──────── DATA EXCERPTS

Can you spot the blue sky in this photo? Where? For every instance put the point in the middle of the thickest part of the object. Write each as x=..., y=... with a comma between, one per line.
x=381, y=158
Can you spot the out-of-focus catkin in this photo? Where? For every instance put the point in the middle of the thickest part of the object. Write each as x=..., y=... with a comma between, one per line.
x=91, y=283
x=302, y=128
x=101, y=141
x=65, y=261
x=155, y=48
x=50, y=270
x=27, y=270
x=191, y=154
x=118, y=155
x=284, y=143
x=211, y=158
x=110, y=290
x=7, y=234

────────────────
──────── DATA EXCERPTS

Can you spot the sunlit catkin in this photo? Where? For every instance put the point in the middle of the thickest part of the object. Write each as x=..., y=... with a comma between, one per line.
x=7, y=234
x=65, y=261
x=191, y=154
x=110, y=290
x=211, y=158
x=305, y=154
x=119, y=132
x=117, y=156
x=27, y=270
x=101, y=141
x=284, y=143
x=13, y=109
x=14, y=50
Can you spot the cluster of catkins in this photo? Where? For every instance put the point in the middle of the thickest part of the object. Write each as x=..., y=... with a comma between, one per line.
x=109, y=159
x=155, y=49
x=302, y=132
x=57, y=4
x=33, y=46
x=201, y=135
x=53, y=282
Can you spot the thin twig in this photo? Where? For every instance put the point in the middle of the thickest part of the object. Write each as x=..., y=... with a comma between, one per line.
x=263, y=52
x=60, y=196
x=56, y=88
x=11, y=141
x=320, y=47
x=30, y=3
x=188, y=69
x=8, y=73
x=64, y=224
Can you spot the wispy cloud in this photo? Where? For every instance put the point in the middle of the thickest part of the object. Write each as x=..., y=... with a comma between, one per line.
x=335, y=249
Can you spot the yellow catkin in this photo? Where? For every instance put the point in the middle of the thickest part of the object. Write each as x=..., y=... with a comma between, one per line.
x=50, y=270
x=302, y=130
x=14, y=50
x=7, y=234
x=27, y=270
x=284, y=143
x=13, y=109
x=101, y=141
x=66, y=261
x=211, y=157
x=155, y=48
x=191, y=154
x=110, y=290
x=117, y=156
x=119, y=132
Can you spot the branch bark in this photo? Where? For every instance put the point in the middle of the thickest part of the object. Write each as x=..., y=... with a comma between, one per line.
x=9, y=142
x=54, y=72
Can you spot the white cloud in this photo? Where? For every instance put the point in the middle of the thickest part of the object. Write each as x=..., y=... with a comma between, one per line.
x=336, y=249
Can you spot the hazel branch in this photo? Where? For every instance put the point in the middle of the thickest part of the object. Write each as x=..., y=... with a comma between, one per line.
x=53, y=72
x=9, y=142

────────────────

Copy the lines of the listing above, from the line with "Can you spot the cluster" up to and including the line with "x=53, y=282", reproducing each one without any change.

Can you spot the cluster of catkins in this photo? Where? For every instance put the point in the middle of the thickest part of the object. Write each as x=..., y=... with a comma between, one per line.
x=109, y=159
x=155, y=49
x=302, y=132
x=57, y=4
x=33, y=46
x=201, y=135
x=53, y=282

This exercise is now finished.